◆ TEXTAUSZUG
###
Glenn Ashby, dreifacher Weltmeister, zweifacher Europa- und elf Mal Australischer Meister, zieht ruhig sein Segel hoch, fixiert die Streckleinen, hängt den Baum an die Unterseite des Segels. Dann schiebt der 25-jährige Segelmacher aus dem südaustralischen Victoria sein Boot, einen deutschen Flyer Competition aus Carbon und Kevlar, Richtung Wasser.

Glenn Ashby an den Australian Championships 2009 (Foto: Ashby)


Ashby war dreizehn, als er seinen ersten Catamaran bekam. 1995 segelte er erstmals auf dem A-Cat. Ein Jahr später wurde er sensationell Weltmeister in Spanien, wo er vor der verblüfften Weltelite bei bis zu sechs Beaufort auf einem Rumpf vorwinds die Wellen hinunter raste. Seitdem ist Ashby der Star der A-Cat-Szene.

Segler durch und durch
Kein Wunder: Glenn hat fast nur Segeln im Kopf. Auch nachts. Der Wind dreht auf Nord am diesem frühen Samstagabend. Der helle Junihimmel über Brissago hat den Vorhang zugezogen, dunkel ist die Nacht, und die Lichter am Seeufer blinzeln. Die A-Cat-Segler sitzen längst im Grotto des Centro Dannemann und lassen sich Lammkotelett und Tessiner Merlot schmecken. Vor dem Dessert gehen viele noch die Masten ihrer Rennmaschinen umlegen, um dem Wind keine Angriffsfläche zu bieten. Andere binden ihre Boote an Trailer und Bäume. Bei mousse o chocolat und panna cotta ist die Stimmung nach dem tollen Renntag entspannt. Segler, ihre Familien und Freunde haben sich viel zu erzählen, lachen und rauchen beim Kaffee feine Dannemannzigarren. Zwei jedoch schleichen sich davon. Irgendwann schreckt ein typisches Geräusch die feiernde Seglertruppe auf: das Knallen der Segellatten, wenn der Mast durch den Wind dreht. Wer um Gottes Willen hat jetzt noch sein Segel oben?
###
Einträge aus einem Datensatz
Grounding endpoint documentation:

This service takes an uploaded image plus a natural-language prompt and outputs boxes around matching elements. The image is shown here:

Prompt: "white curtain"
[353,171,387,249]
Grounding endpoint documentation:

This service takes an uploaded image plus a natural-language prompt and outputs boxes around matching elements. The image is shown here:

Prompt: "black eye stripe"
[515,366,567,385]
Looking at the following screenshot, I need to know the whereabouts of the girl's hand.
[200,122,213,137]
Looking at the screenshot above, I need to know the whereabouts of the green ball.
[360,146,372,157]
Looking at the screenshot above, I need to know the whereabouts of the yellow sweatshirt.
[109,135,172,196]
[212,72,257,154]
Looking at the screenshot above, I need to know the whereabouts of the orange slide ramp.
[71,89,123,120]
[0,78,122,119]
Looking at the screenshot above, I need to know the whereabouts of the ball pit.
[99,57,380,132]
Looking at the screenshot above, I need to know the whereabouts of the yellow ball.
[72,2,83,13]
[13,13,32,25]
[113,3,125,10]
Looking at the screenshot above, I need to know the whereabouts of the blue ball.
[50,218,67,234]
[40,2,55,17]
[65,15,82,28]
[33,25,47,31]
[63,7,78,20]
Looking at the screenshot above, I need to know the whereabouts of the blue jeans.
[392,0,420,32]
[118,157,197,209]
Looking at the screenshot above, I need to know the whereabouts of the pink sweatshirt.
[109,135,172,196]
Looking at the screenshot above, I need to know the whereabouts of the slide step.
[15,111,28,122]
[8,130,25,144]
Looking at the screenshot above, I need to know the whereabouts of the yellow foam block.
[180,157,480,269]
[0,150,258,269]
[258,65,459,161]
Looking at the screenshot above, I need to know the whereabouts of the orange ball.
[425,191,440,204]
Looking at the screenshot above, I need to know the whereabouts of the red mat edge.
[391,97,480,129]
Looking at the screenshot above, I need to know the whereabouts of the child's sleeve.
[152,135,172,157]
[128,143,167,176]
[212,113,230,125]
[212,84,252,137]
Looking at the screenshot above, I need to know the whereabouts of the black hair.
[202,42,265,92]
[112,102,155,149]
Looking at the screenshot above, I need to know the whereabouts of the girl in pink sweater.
###
◆ ÜBUNGEN
1. Schreibe aus dem Textauszug über Glenn Ashby den Abschnitt wortgetreu ab, der mit den Worten „Ashby war dreizehn, als“ beginnt und mit „Star der A-Cat-Szene.“ endet.
2. Beantworte diese Fragen zum Textauszug über Glenn Ashby.
(a) Wie alt war Ashby, als er seinen ersten Catamaran bekam?
(b) In welchem Land wurde er ein Jahr nach seiner ersten Fahrt auf dem A-Cat Weltmeister?
(c) Aus welchen Materialien besteht sein Boot?

◆ ANTWORTLISTE
1.
Ashby war dreizehn, als er seinen ersten Catamaran bekam. 1995 segelte er erstmals auf dem A-Cat. Ein Jahr später wurde er sensationell Weltmeister in Spanien, wo er vor der verblüfften Weltelite bei bis zu sechs Beaufort auf einem Rumpf vorwinds die Wellen hinunter raste. Seitdem ist Ashby der Star der A-Cat-Szene.

2.
(a) Dreizehn Jahre.
(b) In Spanien.
(c) Aus Carbon und Kevlar.